Working data

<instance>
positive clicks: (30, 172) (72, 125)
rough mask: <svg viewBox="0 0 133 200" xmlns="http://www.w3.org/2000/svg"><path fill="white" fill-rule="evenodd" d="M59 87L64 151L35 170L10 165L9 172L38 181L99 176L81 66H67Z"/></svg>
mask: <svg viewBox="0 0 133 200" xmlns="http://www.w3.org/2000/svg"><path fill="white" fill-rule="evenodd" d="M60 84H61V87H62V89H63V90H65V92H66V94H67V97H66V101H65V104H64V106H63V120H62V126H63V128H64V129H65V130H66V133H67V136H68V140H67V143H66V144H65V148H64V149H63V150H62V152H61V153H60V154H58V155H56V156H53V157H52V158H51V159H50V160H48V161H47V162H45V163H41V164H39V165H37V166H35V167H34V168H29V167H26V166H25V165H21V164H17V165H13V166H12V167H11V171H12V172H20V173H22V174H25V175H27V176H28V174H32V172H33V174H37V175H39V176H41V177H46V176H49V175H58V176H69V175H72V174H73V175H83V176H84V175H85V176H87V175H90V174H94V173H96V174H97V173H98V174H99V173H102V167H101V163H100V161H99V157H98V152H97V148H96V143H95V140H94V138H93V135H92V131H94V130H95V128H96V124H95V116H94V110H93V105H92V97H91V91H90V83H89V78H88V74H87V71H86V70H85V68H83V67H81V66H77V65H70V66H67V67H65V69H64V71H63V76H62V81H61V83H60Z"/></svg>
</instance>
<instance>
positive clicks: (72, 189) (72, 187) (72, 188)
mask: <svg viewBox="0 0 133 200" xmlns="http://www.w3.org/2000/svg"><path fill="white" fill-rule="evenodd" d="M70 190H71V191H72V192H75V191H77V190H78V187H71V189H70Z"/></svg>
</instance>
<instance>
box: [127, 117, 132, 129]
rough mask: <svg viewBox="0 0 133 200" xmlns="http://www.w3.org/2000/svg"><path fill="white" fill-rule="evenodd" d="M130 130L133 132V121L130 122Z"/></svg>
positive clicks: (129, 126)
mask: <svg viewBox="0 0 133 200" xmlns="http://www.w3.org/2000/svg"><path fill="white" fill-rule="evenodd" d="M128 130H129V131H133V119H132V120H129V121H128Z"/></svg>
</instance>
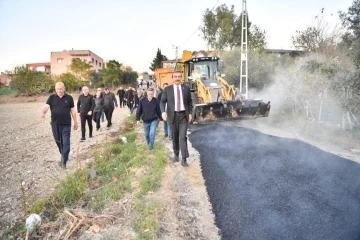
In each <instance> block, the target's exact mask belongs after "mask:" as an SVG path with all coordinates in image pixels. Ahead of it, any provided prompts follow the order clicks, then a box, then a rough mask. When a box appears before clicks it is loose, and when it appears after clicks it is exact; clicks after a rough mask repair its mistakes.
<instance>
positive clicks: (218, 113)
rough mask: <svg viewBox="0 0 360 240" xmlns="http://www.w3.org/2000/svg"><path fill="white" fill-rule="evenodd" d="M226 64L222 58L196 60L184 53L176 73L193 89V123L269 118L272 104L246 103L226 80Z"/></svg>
mask: <svg viewBox="0 0 360 240" xmlns="http://www.w3.org/2000/svg"><path fill="white" fill-rule="evenodd" d="M223 68H224V64H223V61H221V60H220V59H219V57H216V56H212V57H202V56H200V57H193V56H192V54H191V52H189V51H184V53H183V57H182V60H181V62H178V63H177V65H176V69H177V70H180V71H182V73H183V74H182V76H183V83H185V84H187V85H188V86H189V87H190V89H191V92H192V93H191V94H192V100H193V106H194V107H193V123H202V122H209V121H217V120H220V119H227V120H231V119H237V118H242V117H250V118H255V117H267V116H268V115H269V112H270V102H268V103H264V102H263V101H262V100H256V99H251V100H249V99H245V98H244V97H243V96H242V95H241V94H240V91H239V90H238V89H236V88H235V87H234V85H229V84H228V83H227V82H226V81H225V80H224V79H223V77H224V75H223V74H222V69H223Z"/></svg>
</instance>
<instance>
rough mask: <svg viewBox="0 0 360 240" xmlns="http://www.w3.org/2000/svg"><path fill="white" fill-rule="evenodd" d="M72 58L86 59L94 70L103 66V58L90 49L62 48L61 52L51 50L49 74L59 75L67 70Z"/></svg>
mask: <svg viewBox="0 0 360 240" xmlns="http://www.w3.org/2000/svg"><path fill="white" fill-rule="evenodd" d="M74 58H80V59H83V60H86V61H87V62H88V63H90V64H91V66H92V68H91V69H92V70H94V71H96V72H98V71H99V70H100V69H103V67H104V60H103V59H102V58H101V57H99V56H98V55H96V54H95V53H93V52H91V51H90V50H68V51H67V50H64V51H62V52H51V66H50V67H51V74H53V75H60V74H62V73H65V72H67V70H68V67H69V66H70V64H71V61H72V59H74Z"/></svg>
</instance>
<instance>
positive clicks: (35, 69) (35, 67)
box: [26, 62, 51, 74]
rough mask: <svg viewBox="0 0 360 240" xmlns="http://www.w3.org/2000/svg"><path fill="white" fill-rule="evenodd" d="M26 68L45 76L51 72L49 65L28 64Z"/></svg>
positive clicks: (32, 63) (49, 64) (46, 63)
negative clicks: (44, 74) (45, 74)
mask: <svg viewBox="0 0 360 240" xmlns="http://www.w3.org/2000/svg"><path fill="white" fill-rule="evenodd" d="M26 68H27V69H30V70H32V71H37V72H43V73H46V74H50V72H51V63H50V62H45V63H28V64H26Z"/></svg>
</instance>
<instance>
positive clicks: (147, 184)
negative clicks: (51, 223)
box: [16, 116, 167, 239]
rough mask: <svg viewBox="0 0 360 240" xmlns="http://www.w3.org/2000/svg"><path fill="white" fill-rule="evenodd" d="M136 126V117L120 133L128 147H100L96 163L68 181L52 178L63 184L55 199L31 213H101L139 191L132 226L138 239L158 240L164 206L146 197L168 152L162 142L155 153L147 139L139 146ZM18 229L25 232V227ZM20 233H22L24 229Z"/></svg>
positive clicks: (134, 210)
mask: <svg viewBox="0 0 360 240" xmlns="http://www.w3.org/2000/svg"><path fill="white" fill-rule="evenodd" d="M134 126H135V117H134V116H130V117H128V118H126V119H125V120H124V121H123V124H122V125H121V127H120V132H121V134H122V136H125V137H126V139H127V143H123V142H122V141H116V142H115V143H114V144H105V146H104V149H99V148H98V147H97V148H96V149H95V150H94V153H95V155H96V157H95V159H96V160H95V162H94V163H91V164H88V165H87V166H86V167H84V168H79V169H77V170H76V171H75V172H74V173H72V174H69V175H68V176H67V177H66V178H65V179H64V180H60V179H57V178H52V179H53V180H54V181H55V182H58V183H59V184H58V187H57V188H56V190H55V192H54V194H53V196H51V197H49V198H47V199H42V200H40V201H38V202H36V203H35V204H34V205H32V206H31V207H29V208H28V209H27V210H28V211H27V213H39V214H40V213H42V214H47V215H48V214H49V216H50V215H51V216H53V217H54V218H57V217H58V216H59V215H58V213H59V211H60V212H61V211H62V210H61V209H62V208H63V207H79V206H86V207H88V208H89V209H91V210H94V211H97V212H101V211H102V210H104V208H106V207H107V206H108V204H109V203H111V202H113V201H116V200H119V199H121V198H123V197H124V196H125V194H127V193H132V192H134V191H135V194H134V196H136V198H137V200H136V201H135V205H134V206H133V207H134V208H133V209H134V211H133V218H132V219H133V222H132V225H133V227H134V230H135V232H136V236H137V238H138V239H154V238H156V236H158V234H159V231H160V225H159V223H158V220H159V218H160V214H161V211H162V205H161V202H158V201H153V200H151V199H149V198H147V197H146V196H147V194H148V193H149V192H154V191H156V190H157V189H158V187H159V186H160V182H161V178H162V176H163V173H164V169H165V167H166V165H167V160H166V150H165V149H164V147H163V146H162V144H159V142H157V143H156V144H155V146H154V150H153V151H149V150H148V147H147V145H146V144H145V143H144V139H142V141H140V143H139V142H135V140H136V138H137V132H136V131H135V130H134ZM88 168H92V169H94V170H95V172H96V176H92V177H90V176H89V174H88V170H87V169H88ZM139 169H141V171H138V170H139ZM136 173H137V174H136ZM139 173H140V174H139ZM134 181H135V182H139V184H138V185H136V187H135V188H136V189H134V188H132V182H134ZM53 217H51V219H53ZM17 226H19V228H21V225H17ZM16 231H17V232H21V229H18V230H16Z"/></svg>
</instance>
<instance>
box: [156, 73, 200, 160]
mask: <svg viewBox="0 0 360 240" xmlns="http://www.w3.org/2000/svg"><path fill="white" fill-rule="evenodd" d="M172 79H173V83H174V84H173V85H171V86H168V87H166V88H165V89H164V91H163V93H162V96H161V101H160V110H161V112H162V118H163V120H166V121H168V123H170V124H171V131H172V136H173V139H172V141H173V150H174V158H173V161H174V162H178V161H179V152H180V151H181V165H182V166H184V167H187V166H188V163H187V161H186V159H187V158H188V157H189V151H188V149H187V137H186V132H187V128H188V125H189V123H190V122H191V120H192V115H191V113H192V107H193V106H192V99H191V93H190V88H189V86H187V85H183V84H181V71H174V72H173V74H172ZM166 103H167V110H166V112H165V105H166Z"/></svg>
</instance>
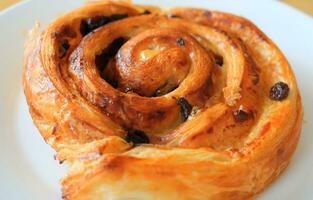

Task requirements
Word for word, retype the lines in the entries above that run from the one with "positive clicks: (72, 189)" through the one with "positive clicks: (218, 113)". Both ends count; pictures do not.

Completed task
positive clicks: (72, 189) (72, 187) (72, 188)
mask: <svg viewBox="0 0 133 200" xmlns="http://www.w3.org/2000/svg"><path fill="white" fill-rule="evenodd" d="M70 190H71V191H72V192H75V191H77V190H78V187H71V189H70Z"/></svg>
</instance>
<instance>
box: [127, 117, 132, 129]
rough mask: <svg viewBox="0 0 133 200" xmlns="http://www.w3.org/2000/svg"><path fill="white" fill-rule="evenodd" d="M130 130L133 132V121L130 122Z"/></svg>
positive clicks: (129, 126)
mask: <svg viewBox="0 0 133 200" xmlns="http://www.w3.org/2000/svg"><path fill="white" fill-rule="evenodd" d="M128 130H129V131H133V119H132V120H129V121H128Z"/></svg>
</instance>
In each <instance> block, the target's exact mask belongs after "mask:" as an SVG path with all coordinates in image pixels. Ahead of it, any provided prompts follow the order clicks, then a box, then a rough mask. When a box appears before clicks it is loose, and when it appears after clicks it is exact; clicks after a rough mask repair its mistakes.
<instance>
positive clicks: (218, 113)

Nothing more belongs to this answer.